▶ _Task details_: Could you copy out the material below word for word, starting with its first line and going on through the line with "[0, 149, 800, 202]", both ends included?

▶ _Material provided_:

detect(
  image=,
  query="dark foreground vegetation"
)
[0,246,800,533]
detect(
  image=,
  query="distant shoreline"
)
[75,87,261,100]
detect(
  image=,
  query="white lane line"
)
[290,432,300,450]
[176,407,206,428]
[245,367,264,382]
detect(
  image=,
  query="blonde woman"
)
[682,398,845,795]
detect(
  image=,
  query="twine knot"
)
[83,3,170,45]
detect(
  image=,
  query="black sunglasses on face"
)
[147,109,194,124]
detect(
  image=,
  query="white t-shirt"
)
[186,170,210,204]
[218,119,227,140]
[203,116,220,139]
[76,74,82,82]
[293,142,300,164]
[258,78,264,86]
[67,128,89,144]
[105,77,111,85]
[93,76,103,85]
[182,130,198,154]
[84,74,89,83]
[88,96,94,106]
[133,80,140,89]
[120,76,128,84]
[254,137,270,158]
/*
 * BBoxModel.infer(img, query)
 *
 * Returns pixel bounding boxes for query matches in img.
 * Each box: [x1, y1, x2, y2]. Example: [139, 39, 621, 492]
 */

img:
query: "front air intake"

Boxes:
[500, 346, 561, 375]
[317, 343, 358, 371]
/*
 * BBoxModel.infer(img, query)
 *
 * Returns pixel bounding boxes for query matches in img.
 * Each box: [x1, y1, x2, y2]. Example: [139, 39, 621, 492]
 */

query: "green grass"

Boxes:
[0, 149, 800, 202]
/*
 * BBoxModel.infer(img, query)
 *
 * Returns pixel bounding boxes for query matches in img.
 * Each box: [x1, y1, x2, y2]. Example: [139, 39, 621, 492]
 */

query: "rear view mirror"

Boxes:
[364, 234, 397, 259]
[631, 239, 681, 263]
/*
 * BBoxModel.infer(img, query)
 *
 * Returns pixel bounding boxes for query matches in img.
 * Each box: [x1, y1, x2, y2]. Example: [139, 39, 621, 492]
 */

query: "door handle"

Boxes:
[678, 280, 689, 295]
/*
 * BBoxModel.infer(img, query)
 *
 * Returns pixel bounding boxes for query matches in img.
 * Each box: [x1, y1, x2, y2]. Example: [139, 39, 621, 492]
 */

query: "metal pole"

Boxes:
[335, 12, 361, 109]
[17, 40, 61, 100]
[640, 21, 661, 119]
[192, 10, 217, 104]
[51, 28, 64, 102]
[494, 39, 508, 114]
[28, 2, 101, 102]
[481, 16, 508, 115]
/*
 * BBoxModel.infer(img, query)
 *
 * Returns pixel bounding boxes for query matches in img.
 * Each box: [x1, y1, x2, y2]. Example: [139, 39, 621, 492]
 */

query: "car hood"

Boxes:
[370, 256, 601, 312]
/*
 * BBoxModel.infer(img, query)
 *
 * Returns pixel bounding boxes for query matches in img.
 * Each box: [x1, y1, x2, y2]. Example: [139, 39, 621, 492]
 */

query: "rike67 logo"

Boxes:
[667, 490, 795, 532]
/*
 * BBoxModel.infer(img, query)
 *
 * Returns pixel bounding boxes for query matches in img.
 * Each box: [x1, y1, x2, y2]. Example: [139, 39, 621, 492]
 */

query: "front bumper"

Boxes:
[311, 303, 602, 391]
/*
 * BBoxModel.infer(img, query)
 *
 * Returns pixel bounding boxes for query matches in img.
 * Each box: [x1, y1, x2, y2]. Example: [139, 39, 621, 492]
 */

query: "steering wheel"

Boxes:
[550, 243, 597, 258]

▶ _Output of the task_:
detect(
  image=,
  query="dark foreground vegetation"
)
[0,246,800,533]
detect(
  image=,
  query="distant shoreline"
)
[75,87,261,100]
detect(
  image=,
  query="white lane line"
)
[290,432,300,450]
[176,407,206,428]
[245,367,264,382]
detect(
  image=,
  query="blonde woman"
)
[682,398,845,795]
detect(
  image=,
  query="twine knot"
)
[83,3,170,45]
detect(
  image=,
  query="black sunglasses on face"
)
[147,109,194,124]
detect(
  image=,
  query="white t-shirt"
)
[186,170,210,204]
[218,119,227,140]
[203,116,220,139]
[76,74,82,82]
[293,142,300,164]
[258,78,264,86]
[67,128,89,144]
[105,77,111,85]
[93,76,103,85]
[182,130,198,154]
[84,74,89,83]
[88,96,94,106]
[133,80,140,89]
[120,76,128,84]
[254,137,270,158]
/*
 * BBoxModel.infer(img, query)
 *
 * Returns pixel bounding boxes for query matches in img.
 * Each box: [x1, y1, x2, y2]. Example: [139, 39, 621, 492]
 */

img:
query: "front air intake"

Boxes:
[500, 346, 561, 375]
[317, 343, 358, 371]
/*
 * BBoxModel.infer(img, query)
 *
 * Returns pixel bounding boxes for query matches in img.
 * Each box: [x1, y1, x2, y2]. Example: [139, 39, 621, 492]
 */

query: "green grass"

Boxes:
[0, 149, 800, 202]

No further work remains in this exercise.